__Your goal__.
All of the material below is to be retyped exactly.

(Object pointing dataset rows)

★ ★ ★ ★ ★

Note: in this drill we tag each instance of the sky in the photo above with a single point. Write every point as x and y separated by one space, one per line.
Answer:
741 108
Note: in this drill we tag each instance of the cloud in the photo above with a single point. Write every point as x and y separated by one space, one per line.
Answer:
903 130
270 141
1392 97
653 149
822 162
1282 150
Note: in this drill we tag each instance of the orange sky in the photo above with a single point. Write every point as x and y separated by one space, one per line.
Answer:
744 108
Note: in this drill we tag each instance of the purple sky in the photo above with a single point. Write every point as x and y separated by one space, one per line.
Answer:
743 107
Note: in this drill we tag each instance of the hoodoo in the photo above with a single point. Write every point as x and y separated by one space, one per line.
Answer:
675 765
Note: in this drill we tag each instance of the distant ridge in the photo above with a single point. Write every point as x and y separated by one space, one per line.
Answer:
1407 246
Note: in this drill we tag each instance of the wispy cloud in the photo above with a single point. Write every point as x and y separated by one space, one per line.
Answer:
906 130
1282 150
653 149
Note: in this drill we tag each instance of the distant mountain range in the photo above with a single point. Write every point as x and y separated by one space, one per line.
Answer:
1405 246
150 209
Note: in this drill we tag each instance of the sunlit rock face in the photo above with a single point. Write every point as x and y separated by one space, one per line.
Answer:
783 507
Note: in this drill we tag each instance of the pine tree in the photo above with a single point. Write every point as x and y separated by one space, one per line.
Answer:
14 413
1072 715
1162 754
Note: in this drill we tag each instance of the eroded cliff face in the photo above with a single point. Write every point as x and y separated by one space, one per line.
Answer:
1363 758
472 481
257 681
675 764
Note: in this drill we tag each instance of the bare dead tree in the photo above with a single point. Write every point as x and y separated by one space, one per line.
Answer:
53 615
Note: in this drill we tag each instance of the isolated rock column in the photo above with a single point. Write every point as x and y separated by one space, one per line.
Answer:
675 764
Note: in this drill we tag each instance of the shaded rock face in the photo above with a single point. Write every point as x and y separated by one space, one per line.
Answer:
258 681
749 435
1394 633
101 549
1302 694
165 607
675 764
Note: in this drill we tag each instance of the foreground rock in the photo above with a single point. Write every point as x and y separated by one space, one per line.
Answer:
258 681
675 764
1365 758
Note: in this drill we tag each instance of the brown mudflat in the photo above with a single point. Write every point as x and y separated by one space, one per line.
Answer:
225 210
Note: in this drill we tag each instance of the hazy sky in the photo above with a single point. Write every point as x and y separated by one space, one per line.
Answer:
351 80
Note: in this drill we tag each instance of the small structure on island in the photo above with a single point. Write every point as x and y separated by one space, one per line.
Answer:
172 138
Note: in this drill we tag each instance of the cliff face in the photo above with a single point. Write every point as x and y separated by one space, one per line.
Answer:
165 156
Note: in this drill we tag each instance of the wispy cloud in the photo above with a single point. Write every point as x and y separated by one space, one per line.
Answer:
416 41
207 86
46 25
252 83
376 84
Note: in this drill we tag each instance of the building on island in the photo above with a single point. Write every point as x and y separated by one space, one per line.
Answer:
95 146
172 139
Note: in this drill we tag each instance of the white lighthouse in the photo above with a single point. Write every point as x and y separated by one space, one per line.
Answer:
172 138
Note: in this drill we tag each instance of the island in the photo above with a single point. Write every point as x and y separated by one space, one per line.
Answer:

★ ★ ★ ★ ★

__Problem solution__.
Note: in this drill we tag each instance of the sky in the photo above with a single point. Write every point as x and y separated by one space, one per line.
Answer:
741 108
Note: in this drill we tag each instance of the cloud in the photo above with a single point. Write every point as x and y separated by one space, one per line.
Answer:
903 130
270 141
1392 97
653 149
822 162
1282 150
Note: in this drill we tag each instance of the orange sky in the photo above with a single point. Write every point as x and y separated by one space, one per line.
Answer:
744 108
Note: in this drill we tag each instance of the purple sky in the photo above with a single point. Write every point as x and y separated by one space, one per line.
Answer:
743 107
Note: in this drill we tag each instance of the hoodoo in the photo above with a single point. Write every point as x and y separated by one space, one per line.
Answer:
675 765
Note: in this drill we tag each instance of the distant ridge in the photo above with a single point. Write every point as x and y separated by one space, one per line.
Answer:
1407 246
Note: in this drill we tag each instance of the wispy cloud in the photo above with a single point. Write every point as x and y separated by one space, one per line.
Answer:
906 130
1282 150
653 149
Note: in this drill we tag each instance of the distant mountain range in the photo above with a single point. Write every point as x and y separated by one space, one per line.
Answer:
1405 246
150 209
Note: in this drill we tag each instance of the sunlit rock face in the photo above with a single point. Write every point as x and y separated by one space, one per line.
Answer:
783 507
Note: in this drill we tag each instance of the pine tree in the photo above with a single point. Write every point as x and y separated by one space, one per line.
Answer:
14 413
1072 715
1162 754
Note: in this drill we tag each instance of the eroded cliff face in the photo above with a single point. Write every point as x and y separated by one space, one per line.
Answer:
1363 758
472 481
257 681
675 764
Note: in this drill we tag each instance of the bare dead tree in the photo above with a single point. Write every point as x and y separated by one space, one per line.
Answer:
53 615
Note: in this drill we tag each instance of the isolated rock column in the photo above with a single point. Write every point as x and y separated by one space, one per line.
Answer:
675 764
Note: in this drill we tag each instance of the shaded rock face in the photo above with a single point. Write every point as x and y separated by one space, one per line.
Answer:
258 681
749 435
1394 633
101 549
1302 694
165 607
675 764
Note: in this drill we tag each instance of the foreground rock in the photo above with a single point. Write every point as x and y separated by one space, one per line.
Answer:
258 681
675 764
1365 758
Note: in this drill we tag each instance of the brown mudflat in the photo above with a single point. Write every point as x and y separated by one space, one per line.
Answer:
225 210
Note: in this drill we tag each instance of the hazy sky in the photo above with a single point. Write every point as x and y separated by one space, one per line.
Answer:
351 80
Note: in this drill we tag each instance of the small structure on island in the photo above with a single point. Write every point as x and y separated by one space, one per line.
Answer:
172 138
Note: in this drill we tag each instance of the cliff face in the photo above with a single point. Write every point as x and y separated by one space, one per line.
Answer:
165 156
Note: in this drill we tag each instance of the wispy cloud in the photo above with a single point. Write every point as x and y separated by one space, one per line.
Answer:
416 41
207 86
46 25
252 83
376 84
Note: in this drill we tag each instance of the building on island in the photo above with a single point. Write every point as x and y separated by one space, one per line.
Answer:
95 146
172 139
Note: in this drill we tag each instance of the white lighthouse in the photo above with a single point. Write every point as x and y separated by one space, one per line.
Answer:
172 138
Note: in this drill we tag each instance of the island in the photo above with a single point. Write every point as x and y separated by one space, one per line.
Answer:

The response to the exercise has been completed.